── Data provided

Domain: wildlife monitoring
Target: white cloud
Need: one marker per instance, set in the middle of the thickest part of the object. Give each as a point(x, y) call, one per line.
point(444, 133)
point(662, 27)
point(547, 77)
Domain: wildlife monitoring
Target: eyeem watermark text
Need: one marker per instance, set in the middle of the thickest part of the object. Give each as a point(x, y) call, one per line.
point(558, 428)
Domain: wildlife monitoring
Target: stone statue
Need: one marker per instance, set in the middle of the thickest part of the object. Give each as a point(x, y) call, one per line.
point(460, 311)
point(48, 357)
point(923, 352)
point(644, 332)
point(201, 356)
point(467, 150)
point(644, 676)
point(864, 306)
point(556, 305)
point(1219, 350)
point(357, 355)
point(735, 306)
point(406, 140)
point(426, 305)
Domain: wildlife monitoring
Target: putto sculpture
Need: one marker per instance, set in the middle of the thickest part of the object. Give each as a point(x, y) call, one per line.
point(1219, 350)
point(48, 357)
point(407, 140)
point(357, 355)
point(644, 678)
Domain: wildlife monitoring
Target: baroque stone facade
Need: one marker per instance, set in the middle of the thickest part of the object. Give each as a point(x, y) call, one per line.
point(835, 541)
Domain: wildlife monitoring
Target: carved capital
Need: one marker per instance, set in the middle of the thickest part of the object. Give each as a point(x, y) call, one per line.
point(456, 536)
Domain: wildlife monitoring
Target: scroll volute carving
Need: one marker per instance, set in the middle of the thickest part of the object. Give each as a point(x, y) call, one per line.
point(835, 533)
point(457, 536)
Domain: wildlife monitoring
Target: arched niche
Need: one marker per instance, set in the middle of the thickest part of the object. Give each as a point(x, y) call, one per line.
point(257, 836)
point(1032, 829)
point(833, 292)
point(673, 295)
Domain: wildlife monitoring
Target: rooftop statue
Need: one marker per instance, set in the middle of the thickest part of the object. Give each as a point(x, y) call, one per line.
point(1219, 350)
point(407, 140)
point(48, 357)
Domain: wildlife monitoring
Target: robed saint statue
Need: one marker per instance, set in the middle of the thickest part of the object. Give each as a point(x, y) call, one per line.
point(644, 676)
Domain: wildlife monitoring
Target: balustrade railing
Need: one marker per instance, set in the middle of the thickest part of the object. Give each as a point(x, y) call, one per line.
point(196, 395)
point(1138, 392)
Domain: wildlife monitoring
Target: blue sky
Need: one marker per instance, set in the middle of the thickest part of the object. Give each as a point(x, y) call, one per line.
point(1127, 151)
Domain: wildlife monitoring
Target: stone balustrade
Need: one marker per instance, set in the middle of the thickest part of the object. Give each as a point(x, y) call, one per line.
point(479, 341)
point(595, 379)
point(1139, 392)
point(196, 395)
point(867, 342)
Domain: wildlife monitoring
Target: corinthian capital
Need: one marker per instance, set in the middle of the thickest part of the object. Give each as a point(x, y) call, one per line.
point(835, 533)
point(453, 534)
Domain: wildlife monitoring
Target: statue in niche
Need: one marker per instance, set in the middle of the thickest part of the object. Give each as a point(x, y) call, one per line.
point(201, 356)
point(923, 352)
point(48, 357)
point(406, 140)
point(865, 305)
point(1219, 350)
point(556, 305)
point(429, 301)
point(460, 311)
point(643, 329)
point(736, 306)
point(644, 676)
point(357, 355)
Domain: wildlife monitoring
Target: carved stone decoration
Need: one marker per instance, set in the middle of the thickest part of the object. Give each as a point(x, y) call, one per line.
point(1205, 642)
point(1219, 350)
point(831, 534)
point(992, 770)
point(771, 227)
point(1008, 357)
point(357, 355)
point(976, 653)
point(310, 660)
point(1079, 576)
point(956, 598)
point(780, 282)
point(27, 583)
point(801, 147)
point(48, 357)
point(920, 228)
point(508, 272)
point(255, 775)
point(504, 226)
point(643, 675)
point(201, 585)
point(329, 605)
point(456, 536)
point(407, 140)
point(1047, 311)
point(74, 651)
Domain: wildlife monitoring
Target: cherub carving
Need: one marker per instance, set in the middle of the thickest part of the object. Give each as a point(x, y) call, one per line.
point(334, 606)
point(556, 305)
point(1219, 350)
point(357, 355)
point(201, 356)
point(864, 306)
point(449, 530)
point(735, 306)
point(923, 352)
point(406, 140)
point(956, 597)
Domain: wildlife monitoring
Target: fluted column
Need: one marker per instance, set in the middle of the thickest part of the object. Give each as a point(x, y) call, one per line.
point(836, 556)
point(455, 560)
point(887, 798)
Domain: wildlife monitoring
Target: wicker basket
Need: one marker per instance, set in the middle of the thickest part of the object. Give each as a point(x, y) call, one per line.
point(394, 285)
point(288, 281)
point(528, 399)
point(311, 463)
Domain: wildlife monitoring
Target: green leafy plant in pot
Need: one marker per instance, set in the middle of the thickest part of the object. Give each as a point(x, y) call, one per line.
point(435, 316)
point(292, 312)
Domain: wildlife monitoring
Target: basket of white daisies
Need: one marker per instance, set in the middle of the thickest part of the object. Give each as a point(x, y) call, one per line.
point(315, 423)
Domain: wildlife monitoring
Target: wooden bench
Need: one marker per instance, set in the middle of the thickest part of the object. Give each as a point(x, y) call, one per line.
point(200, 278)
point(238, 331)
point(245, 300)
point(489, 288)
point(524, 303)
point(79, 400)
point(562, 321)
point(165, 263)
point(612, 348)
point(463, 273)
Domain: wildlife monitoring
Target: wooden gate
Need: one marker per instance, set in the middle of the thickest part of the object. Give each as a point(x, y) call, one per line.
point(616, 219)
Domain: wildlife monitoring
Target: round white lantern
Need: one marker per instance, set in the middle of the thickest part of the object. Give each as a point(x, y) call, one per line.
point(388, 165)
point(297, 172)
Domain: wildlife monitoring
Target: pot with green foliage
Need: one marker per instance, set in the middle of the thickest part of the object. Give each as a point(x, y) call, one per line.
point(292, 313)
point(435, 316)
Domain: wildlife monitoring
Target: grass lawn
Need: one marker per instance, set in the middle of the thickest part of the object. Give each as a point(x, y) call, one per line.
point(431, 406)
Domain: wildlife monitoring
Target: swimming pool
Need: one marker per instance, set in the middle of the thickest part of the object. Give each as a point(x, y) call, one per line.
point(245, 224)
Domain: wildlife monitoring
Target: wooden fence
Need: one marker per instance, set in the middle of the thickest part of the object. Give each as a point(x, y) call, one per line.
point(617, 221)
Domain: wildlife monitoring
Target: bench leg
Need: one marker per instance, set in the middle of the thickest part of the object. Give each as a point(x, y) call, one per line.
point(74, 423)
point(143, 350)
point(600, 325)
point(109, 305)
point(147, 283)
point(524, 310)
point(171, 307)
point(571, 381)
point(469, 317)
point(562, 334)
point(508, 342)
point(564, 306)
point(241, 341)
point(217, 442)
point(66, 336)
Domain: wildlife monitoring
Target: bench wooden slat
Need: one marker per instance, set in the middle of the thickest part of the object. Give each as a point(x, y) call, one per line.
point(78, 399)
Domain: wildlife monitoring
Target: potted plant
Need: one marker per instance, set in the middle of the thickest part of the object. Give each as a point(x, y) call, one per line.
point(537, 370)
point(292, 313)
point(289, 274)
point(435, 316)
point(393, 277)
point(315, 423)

────

-- Aim of the task --
Without altering a single word, transcribe the entries above.

-- Task answer --
Domain: wildlife monitoring
Target: white cloud
Need: one marker per instance, set in the middle of the thickest part of the object. Give each as a point(x, y) call, one per line.
point(444, 133)
point(662, 27)
point(547, 77)
Domain: wildlife monitoring
Target: eyeem watermark text
Need: one marker per instance, set in the middle of the thickest part of the object. Give each as a point(x, y) call, one per line.
point(558, 428)
Domain: wildlife monitoring
Target: stone statue
Need: one marker per instance, set in the middle of the thickest part of the object. Give each as a point(x, y) call, one per line.
point(460, 311)
point(48, 357)
point(923, 352)
point(644, 332)
point(201, 356)
point(467, 150)
point(644, 676)
point(864, 306)
point(556, 305)
point(1219, 350)
point(357, 355)
point(735, 306)
point(406, 140)
point(426, 305)
Domain: wildlife monitoring
Target: putto sculpture
Need: one marker per instance, set in the middle of the thickest part of the object. Give each as a point(x, y) call, one per line.
point(1219, 350)
point(48, 357)
point(407, 140)
point(357, 355)
point(644, 678)
Domain: wildlife monitoring
Target: baroque stone facade
Need: one marker per instance, set in the middle of the thickest part of the object. Give each as a point(x, y) call, one per line.
point(835, 541)
Domain: wildlife monitoring
Target: carved capital
Need: one marker per instance, set in the middle of the thickest part of the object. Give each as a point(x, y) call, one per line.
point(456, 536)
Domain: wildlife monitoring
Target: scroll volute carving
Need: one marker per instance, set in the middle of the thickest part of the object. Give each as a point(x, y) call, one per line.
point(835, 533)
point(457, 536)
Domain: wildlife monitoring
Target: arched niche
Need: one marker per instance, set in the middle of the thickest part of the object. Give each as a point(x, y) call, one per line.
point(257, 836)
point(1032, 829)
point(833, 292)
point(673, 295)
Domain: wildlife monitoring
Target: rooftop statue
Need: one marker per instance, set in the middle of the thickest part of the object. Give each as a point(x, y) call, one per line.
point(1219, 350)
point(407, 140)
point(48, 357)
Domain: wildlife monitoring
Target: robed saint statue
Need: one marker per instance, set in the middle of the thickest part of the object. Give each as a point(x, y) call, one per line.
point(644, 676)
Domain: wildlife monitoring
Target: balustrade railing
Need: one marker per instance, set in the middle of the thickest part of the object. Give each as a point(x, y) call, one per line.
point(196, 395)
point(1138, 392)
Domain: wildlife monitoring
Target: blue sky
Need: one marker per instance, set in the middle of the thickest part of the object. Give each as a point(x, y) call, one per line.
point(1127, 151)
Domain: wildlife monitoring
Target: stone balustrade
Need: one marker per instance, set in the middle of the thickest part of the object. Give each as a point(x, y) call, one per line.
point(479, 341)
point(595, 379)
point(1139, 392)
point(196, 395)
point(867, 342)
Domain: wildlife monitoring
Target: corinthian capital
Need: one marker per instance, set in the middle of the thickest part of the object. Give each as a point(x, y) call, one per line.
point(835, 533)
point(453, 534)
Domain: wildlife monitoring
Target: statue in niche
Need: one marker per instance, set in the middle of the thickest part of the object. Give each as a point(x, y) call, one per line.
point(201, 356)
point(923, 352)
point(48, 357)
point(406, 140)
point(865, 305)
point(1219, 350)
point(556, 305)
point(429, 301)
point(460, 311)
point(643, 329)
point(736, 306)
point(644, 676)
point(357, 355)
Domain: wildlife monitoring
Target: carved stone decoration
Need: one marker per instance, set in the middle of the thickest part of the object. Give each as a point(x, y) call, one per line.
point(1205, 642)
point(1219, 350)
point(831, 534)
point(992, 770)
point(771, 227)
point(1008, 357)
point(357, 355)
point(976, 653)
point(310, 660)
point(1079, 576)
point(956, 598)
point(780, 282)
point(27, 583)
point(801, 147)
point(48, 357)
point(920, 228)
point(508, 272)
point(255, 775)
point(504, 226)
point(643, 675)
point(201, 585)
point(329, 605)
point(456, 536)
point(407, 140)
point(1047, 311)
point(74, 651)
Domain: wildlife monitoring
Target: cherub carving
Need: one marker per instance, set in the middle of the thickest part of the object. Give each as a point(x, y) call, one per line.
point(334, 606)
point(556, 305)
point(1219, 350)
point(357, 355)
point(201, 356)
point(864, 306)
point(449, 530)
point(735, 306)
point(923, 352)
point(406, 140)
point(956, 597)
Domain: wildlife monitoring
Target: fluted column
Need: one marker per instance, set in the middle of the thickest part of the object. Give each as a point(x, y) call, one per line.
point(836, 556)
point(455, 560)
point(887, 798)
Domain: wildlife monitoring
Target: wicker basket
Need: one marker per instance, set in the middle of the thickest part of the object. Give each as a point(x, y) call, one per line.
point(394, 285)
point(288, 281)
point(528, 399)
point(311, 463)
Domain: wildlife monitoring
Target: green leafy plant in pot
Need: one marker per instance, set in the middle of the thickest part of the object. Give each as a point(x, y) call, one per line.
point(435, 316)
point(292, 312)
Domain: wildlife monitoring
Target: basket of white daisies
Need: one marker per instance, set in the middle of the thickest part of the object. Give each as a point(x, y) call, one per line.
point(315, 423)
Domain: wildlife monitoring
Target: wooden bench
Need: one marker per instance, set in the middle of the thickest part of the object. Give each as a point(x, y) call, one per line.
point(200, 278)
point(238, 331)
point(245, 300)
point(489, 288)
point(524, 303)
point(79, 400)
point(562, 321)
point(165, 263)
point(612, 348)
point(463, 273)
Domain: wildlife monitoring
Target: wooden gate
Need: one marker per instance, set in the middle of the thickest part of the object. Give each as a point(x, y) call, one per line.
point(616, 219)
Domain: wildlife monitoring
Target: round white lantern
Need: one marker per instance, set in the middle of the thickest part of the object. Give each as a point(x, y) call, one per line.
point(388, 165)
point(297, 172)
Domain: wildlife monitoring
Target: pot with green foliage
Need: one marker per instance, set in the middle of the thickest part of the object. Give each as a point(x, y) call, one per line.
point(292, 313)
point(435, 316)
Domain: wildlife monitoring
Target: grass lawn
Need: one marker per instance, set in the middle of the thickest part of the object. Give each as a point(x, y) call, one per line.
point(431, 406)
Domain: wildlife monitoring
Target: swimming pool
Need: one marker per instance, set in the middle of the thickest part of the object. Give each as a point(x, y) call, one per line.
point(245, 224)
Domain: wildlife monitoring
Target: wooden fence
Need: one marker per instance, set in the middle of the thickest part of the object. Give each as a point(x, y) call, one per line.
point(617, 221)
Domain: wildlife monitoring
Target: bench leg
Need: one marker per instance, set in the middle of the thickest part of the object. Give each as a point(x, y) call, one per line.
point(74, 423)
point(143, 350)
point(600, 325)
point(109, 305)
point(147, 283)
point(524, 310)
point(171, 307)
point(571, 381)
point(469, 317)
point(562, 334)
point(508, 342)
point(564, 306)
point(241, 341)
point(217, 442)
point(66, 336)
Domain: wildlife monitoring
Target: bench wooden slat
Need: one marker per instance, set in the middle of the thickest part of the object. Give each as a point(x, y) call, one per line.
point(78, 399)
Domain: wildlife monitoring
Target: potted plant
Need: one marker per instance, set in the middle of the thickest part of the object. Give each as a point(x, y) call, one per line.
point(537, 370)
point(292, 313)
point(289, 274)
point(435, 316)
point(393, 277)
point(315, 423)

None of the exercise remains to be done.